>> Start

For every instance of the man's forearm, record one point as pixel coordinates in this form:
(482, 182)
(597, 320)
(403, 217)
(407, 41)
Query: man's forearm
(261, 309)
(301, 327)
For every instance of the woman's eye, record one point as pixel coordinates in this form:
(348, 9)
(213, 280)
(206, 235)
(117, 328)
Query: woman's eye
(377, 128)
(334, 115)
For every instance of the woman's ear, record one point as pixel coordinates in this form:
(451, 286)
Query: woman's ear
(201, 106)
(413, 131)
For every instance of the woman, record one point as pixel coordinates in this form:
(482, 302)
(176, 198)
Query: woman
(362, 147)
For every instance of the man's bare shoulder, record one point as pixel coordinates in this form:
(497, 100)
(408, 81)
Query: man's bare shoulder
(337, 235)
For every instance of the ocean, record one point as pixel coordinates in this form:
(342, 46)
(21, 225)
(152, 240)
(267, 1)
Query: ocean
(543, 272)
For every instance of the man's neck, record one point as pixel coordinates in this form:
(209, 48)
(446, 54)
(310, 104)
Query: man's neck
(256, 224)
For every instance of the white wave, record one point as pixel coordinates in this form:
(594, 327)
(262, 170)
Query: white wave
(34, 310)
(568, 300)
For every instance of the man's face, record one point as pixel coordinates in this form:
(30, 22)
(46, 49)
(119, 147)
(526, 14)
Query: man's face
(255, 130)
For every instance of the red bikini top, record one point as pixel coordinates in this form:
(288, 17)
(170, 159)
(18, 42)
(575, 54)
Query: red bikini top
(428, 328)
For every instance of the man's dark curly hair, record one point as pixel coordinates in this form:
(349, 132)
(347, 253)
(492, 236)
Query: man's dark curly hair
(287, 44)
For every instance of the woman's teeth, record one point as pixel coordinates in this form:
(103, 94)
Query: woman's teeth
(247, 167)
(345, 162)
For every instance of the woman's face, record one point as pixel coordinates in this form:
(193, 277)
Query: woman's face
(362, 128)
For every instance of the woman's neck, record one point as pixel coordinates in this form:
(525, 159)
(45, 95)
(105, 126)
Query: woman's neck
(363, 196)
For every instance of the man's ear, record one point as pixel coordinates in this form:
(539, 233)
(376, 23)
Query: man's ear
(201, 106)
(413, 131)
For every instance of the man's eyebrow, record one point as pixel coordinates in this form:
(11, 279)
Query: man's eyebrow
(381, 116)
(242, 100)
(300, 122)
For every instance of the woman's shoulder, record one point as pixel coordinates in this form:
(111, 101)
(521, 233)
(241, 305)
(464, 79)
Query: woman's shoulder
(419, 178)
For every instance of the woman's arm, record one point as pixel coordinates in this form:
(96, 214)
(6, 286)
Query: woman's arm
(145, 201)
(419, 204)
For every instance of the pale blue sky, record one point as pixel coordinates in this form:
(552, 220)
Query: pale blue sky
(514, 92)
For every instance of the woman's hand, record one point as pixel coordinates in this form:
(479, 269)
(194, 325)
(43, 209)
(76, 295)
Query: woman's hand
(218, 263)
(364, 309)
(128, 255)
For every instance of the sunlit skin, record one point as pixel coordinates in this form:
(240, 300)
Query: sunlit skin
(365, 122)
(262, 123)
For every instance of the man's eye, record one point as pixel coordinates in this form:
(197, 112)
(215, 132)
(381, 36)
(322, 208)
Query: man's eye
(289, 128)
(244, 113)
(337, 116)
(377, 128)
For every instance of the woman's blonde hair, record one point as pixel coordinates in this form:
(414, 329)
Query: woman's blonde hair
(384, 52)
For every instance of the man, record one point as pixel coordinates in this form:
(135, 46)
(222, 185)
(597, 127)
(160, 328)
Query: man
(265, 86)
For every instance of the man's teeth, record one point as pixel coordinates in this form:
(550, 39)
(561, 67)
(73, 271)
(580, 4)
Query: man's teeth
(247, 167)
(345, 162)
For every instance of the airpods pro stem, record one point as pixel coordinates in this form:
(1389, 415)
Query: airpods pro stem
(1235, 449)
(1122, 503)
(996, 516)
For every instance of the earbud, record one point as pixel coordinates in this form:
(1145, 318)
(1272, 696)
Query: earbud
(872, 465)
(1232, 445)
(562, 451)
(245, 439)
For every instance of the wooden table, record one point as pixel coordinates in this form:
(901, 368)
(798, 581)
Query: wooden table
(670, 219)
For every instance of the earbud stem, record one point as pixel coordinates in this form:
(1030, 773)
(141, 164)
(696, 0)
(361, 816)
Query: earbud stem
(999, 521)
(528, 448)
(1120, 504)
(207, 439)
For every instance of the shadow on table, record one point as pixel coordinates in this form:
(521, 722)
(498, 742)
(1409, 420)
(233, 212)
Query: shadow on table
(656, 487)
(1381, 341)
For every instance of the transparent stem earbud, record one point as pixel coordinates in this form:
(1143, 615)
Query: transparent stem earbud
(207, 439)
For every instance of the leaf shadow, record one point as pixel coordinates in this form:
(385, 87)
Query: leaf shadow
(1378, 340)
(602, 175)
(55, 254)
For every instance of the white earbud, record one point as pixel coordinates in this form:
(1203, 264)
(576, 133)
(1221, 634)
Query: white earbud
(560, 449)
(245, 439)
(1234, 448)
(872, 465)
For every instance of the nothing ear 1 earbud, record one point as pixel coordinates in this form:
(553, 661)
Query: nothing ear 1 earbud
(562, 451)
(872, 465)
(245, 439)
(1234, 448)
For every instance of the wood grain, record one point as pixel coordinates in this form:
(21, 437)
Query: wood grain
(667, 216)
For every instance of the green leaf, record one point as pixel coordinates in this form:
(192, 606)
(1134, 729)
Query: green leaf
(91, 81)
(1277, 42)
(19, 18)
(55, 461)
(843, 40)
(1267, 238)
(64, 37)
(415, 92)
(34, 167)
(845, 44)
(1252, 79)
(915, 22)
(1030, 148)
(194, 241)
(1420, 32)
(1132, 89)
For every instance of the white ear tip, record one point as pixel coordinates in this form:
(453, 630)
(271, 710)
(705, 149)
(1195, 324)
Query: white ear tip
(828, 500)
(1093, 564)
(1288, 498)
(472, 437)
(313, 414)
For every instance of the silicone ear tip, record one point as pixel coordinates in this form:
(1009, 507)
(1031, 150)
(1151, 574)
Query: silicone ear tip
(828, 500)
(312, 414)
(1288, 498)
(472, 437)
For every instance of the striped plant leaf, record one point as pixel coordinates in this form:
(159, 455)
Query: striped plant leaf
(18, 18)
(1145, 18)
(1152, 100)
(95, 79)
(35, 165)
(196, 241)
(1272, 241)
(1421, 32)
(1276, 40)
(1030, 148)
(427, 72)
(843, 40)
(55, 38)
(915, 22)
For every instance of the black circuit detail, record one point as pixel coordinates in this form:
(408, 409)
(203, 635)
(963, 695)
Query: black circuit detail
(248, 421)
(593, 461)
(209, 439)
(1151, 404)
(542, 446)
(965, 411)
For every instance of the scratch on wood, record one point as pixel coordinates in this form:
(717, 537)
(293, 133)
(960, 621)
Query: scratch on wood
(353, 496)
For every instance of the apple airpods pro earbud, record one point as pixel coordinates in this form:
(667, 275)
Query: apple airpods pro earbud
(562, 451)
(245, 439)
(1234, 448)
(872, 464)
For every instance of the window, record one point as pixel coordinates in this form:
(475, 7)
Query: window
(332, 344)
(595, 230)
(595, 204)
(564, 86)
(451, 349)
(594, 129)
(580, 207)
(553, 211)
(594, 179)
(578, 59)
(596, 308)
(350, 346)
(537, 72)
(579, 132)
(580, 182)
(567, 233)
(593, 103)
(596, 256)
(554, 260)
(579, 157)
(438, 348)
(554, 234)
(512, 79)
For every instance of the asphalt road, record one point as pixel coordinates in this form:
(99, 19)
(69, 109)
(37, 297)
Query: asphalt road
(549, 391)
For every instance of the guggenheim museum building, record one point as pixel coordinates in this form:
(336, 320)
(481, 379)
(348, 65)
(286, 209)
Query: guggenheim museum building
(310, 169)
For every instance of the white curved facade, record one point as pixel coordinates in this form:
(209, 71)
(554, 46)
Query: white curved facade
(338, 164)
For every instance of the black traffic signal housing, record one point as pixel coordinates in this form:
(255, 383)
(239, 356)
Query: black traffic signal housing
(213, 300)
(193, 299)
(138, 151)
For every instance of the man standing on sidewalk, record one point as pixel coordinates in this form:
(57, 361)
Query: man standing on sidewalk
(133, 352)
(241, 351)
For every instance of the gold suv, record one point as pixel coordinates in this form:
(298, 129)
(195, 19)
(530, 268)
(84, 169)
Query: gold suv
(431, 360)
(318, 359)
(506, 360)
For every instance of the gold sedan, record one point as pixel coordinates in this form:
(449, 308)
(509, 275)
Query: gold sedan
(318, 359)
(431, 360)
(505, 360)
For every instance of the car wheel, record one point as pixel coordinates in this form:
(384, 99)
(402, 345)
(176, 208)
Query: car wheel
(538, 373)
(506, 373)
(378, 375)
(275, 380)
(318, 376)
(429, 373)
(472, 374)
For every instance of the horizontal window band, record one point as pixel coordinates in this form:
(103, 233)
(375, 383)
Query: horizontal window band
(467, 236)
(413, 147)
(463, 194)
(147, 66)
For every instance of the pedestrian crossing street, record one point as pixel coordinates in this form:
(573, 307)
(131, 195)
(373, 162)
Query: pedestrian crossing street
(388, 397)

>> End

EXERCISE BRIEF ::
Rewrite everything from the line containing "For every instance of the horizontal" down to the end of the data, keeping every line. Scale only the answer point coordinates by 0.55, rounding each to a whole number with halves rounded up, and leave all other numbers unchanged.

CORRECT OUTPUT ::
For every instance of the horizontal window band, record one point as pixel coordinates in this form:
(103, 233)
(375, 383)
Query: horizontal window band
(257, 130)
(227, 81)
(255, 107)
(81, 36)
For every instance of the pedestrian crossing street, record one point as pixel coordinates in this form:
(573, 307)
(131, 195)
(373, 162)
Query: pedestrian crossing street
(213, 218)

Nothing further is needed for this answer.